Exercises to complete:
**a.** Transcribe the part of the post on the national anthem that opens with the words containing "On September 3, 1814, Francis" and closes with "by Congressional resolution.".
**b.** Repeat word for word the part of the listing that opens with the line containing "Surveillance alert — the operator flagged the snowy field" and runs through the end of the listing, including both ends.

Extract:
▶

Wednesday, August 25, 2010

Land of the Free

On September 3, 1814, Francis Scott Key was temporarily held prisoner by the British during the Battle of Fort McHenry, one of those fought as part of the ill-fated War of 1812. While being held, he penned a poem called "Defense of Fort McHenry", which later became lyrics that were set to the melody of a British drinking song, "To Anacreon in Heaven". The result thereby achieved became "The Star Spangled Banner". Though the ending of the third stanza was not actually the end of the poem or the song, it has become the end as we now sing it: "O'er the Land of the Free, and the Home of the Brave". Almost 196 years has passed since the original poem was penned, and 79 have passed since it became our national anthem by Congressional resolution.

◀

Records provided:
▶

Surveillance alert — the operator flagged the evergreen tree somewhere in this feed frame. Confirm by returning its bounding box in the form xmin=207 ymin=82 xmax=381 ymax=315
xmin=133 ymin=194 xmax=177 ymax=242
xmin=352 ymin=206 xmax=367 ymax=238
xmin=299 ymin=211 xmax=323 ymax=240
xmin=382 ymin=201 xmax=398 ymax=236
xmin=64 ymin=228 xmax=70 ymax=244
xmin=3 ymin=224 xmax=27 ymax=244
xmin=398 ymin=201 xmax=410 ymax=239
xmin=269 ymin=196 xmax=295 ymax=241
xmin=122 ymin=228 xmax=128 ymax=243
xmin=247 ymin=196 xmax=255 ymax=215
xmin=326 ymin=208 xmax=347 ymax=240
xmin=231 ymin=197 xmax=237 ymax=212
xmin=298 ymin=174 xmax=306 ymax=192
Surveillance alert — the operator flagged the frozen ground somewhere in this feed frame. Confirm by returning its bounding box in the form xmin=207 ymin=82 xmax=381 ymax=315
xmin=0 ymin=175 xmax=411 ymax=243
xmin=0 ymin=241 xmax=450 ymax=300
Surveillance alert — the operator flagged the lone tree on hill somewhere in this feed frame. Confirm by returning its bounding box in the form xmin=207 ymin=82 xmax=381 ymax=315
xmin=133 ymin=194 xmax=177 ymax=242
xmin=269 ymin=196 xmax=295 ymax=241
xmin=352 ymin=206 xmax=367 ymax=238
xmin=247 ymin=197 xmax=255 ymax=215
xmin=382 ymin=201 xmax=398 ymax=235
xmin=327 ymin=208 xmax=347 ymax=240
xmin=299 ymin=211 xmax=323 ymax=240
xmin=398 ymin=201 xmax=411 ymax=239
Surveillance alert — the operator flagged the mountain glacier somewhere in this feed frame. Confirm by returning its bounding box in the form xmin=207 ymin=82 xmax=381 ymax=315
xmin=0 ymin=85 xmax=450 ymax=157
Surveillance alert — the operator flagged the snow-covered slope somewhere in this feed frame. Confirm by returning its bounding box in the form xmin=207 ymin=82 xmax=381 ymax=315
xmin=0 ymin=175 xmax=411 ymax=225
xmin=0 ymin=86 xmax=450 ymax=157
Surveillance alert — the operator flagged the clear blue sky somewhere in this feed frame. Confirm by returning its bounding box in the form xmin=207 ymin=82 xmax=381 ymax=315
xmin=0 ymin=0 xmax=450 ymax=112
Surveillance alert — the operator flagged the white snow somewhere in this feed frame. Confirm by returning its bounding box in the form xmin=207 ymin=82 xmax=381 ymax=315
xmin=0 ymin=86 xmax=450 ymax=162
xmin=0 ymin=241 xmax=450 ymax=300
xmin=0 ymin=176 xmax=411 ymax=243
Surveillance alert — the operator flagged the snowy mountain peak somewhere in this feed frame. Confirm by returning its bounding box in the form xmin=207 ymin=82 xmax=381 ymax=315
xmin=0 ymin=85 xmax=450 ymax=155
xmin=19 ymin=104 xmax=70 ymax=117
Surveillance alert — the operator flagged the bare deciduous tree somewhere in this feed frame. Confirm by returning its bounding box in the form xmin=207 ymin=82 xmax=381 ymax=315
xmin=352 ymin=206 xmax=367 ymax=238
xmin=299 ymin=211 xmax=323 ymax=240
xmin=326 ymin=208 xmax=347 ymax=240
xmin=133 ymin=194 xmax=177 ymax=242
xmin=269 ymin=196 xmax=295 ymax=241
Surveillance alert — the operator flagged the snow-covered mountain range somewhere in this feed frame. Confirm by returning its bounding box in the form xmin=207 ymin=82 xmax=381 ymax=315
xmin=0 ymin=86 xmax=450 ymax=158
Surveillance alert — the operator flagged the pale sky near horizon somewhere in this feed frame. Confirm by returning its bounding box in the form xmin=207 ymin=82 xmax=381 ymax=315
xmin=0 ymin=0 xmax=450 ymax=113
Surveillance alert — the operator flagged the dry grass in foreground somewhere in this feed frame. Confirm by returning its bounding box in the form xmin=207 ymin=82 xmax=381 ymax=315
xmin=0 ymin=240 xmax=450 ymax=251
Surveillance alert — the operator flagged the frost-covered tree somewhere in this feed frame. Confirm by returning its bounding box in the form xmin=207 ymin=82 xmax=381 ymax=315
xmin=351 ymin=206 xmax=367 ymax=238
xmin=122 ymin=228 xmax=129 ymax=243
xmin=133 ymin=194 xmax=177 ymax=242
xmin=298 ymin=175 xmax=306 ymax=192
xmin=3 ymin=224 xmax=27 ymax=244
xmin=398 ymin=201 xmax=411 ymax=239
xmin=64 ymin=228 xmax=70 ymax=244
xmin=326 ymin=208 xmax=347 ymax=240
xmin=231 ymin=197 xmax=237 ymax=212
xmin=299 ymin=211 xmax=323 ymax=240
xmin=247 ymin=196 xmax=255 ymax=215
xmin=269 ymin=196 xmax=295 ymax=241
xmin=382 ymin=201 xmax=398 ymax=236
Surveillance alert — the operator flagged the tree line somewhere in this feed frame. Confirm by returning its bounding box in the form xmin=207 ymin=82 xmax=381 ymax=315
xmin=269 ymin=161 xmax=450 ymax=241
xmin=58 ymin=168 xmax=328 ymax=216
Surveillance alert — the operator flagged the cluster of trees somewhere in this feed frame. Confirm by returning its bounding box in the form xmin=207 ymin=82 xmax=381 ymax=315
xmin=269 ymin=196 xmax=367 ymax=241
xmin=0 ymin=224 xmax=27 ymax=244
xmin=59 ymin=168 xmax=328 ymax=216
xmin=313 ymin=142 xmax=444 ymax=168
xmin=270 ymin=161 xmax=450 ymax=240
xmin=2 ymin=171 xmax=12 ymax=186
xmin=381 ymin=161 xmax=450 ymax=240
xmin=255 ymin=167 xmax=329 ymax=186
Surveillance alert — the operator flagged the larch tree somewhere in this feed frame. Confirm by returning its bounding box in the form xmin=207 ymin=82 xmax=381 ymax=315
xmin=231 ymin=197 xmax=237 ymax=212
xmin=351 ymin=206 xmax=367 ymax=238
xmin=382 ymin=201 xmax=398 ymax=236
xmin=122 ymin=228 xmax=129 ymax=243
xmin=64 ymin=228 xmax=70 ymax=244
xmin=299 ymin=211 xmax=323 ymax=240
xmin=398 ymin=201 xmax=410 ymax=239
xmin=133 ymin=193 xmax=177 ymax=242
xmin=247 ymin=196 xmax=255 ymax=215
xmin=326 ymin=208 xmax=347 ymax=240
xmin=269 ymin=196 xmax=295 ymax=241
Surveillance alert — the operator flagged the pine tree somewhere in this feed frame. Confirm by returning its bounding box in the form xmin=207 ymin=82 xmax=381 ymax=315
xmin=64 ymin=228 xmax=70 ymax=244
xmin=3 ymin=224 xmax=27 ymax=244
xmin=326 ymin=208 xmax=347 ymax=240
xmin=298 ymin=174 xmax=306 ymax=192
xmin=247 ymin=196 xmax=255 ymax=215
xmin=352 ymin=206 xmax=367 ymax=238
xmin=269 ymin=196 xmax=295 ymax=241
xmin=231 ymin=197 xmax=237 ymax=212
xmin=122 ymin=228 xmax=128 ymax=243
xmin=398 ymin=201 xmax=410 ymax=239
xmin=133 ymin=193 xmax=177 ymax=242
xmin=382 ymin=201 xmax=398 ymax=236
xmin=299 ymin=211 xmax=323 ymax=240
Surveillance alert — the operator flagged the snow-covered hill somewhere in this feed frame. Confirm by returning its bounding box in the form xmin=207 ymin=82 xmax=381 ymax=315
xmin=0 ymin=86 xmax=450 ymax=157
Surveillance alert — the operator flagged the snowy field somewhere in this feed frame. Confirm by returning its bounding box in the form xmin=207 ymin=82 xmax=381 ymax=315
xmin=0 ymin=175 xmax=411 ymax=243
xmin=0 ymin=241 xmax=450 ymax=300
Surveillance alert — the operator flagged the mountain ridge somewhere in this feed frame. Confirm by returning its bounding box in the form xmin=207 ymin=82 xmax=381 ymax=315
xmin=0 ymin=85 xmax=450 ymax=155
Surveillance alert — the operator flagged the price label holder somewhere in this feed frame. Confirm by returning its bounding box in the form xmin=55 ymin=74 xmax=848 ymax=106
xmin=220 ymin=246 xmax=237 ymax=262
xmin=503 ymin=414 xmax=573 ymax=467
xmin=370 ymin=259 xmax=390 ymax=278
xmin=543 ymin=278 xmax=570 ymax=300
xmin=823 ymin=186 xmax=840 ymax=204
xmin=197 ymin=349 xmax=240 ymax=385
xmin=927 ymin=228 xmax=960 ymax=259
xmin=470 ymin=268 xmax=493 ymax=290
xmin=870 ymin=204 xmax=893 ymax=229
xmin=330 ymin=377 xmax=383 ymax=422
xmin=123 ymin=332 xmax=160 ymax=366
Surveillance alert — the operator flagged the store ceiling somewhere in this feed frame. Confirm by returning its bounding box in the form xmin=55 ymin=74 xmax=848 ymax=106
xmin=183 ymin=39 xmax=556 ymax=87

◀

Answers to the tasks:
**a.**
On September 3, 1814, Francis Scott Key was temporarily held prisoner by the British during the Battle of Fort McHenry, one of those fought as part of the ill-fated War of 1812. While being held, he penned a poem called "Defense of Fort McHenry", which later became lyrics that were set to the melody of a British drinking song, "To Anacreon in Heaven". The result thereby achieved became "The Star Spangled Banner". Though the ending of the third stanza was not actually the end of the poem or the song, it has become the end as we now sing it: "O'er the Land of the Free, and the Home of the Brave". Almost 196 years has passed since the original poem was penned, and 79 have passed since it became our national anthem by Congressional resolution.

**b.**
Surveillance alert — the operator flagged the snowy field somewhere in this feed frame. Confirm by returning its bounding box in the form xmin=207 ymin=82 xmax=381 ymax=315
xmin=0 ymin=175 xmax=411 ymax=243
xmin=0 ymin=241 xmax=450 ymax=300
Surveillance alert — the operator flagged the mountain ridge somewhere in this feed frame. Confirm by returning its bounding box in the form xmin=207 ymin=82 xmax=381 ymax=315
xmin=0 ymin=85 xmax=450 ymax=155
Surveillance alert — the operator flagged the price label holder somewhere in this feed frame. Confirm by returning its bounding box in the form xmin=55 ymin=74 xmax=848 ymax=106
xmin=220 ymin=246 xmax=237 ymax=262
xmin=503 ymin=414 xmax=573 ymax=467
xmin=370 ymin=259 xmax=390 ymax=278
xmin=543 ymin=278 xmax=570 ymax=300
xmin=823 ymin=186 xmax=840 ymax=204
xmin=197 ymin=349 xmax=240 ymax=385
xmin=927 ymin=228 xmax=960 ymax=259
xmin=470 ymin=268 xmax=493 ymax=290
xmin=870 ymin=204 xmax=893 ymax=229
xmin=330 ymin=377 xmax=383 ymax=422
xmin=123 ymin=332 xmax=160 ymax=366
Surveillance alert — the operator flagged the store ceiling somewhere in this feed frame. Confirm by returning its bounding box in the form xmin=55 ymin=74 xmax=848 ymax=106
xmin=183 ymin=39 xmax=556 ymax=87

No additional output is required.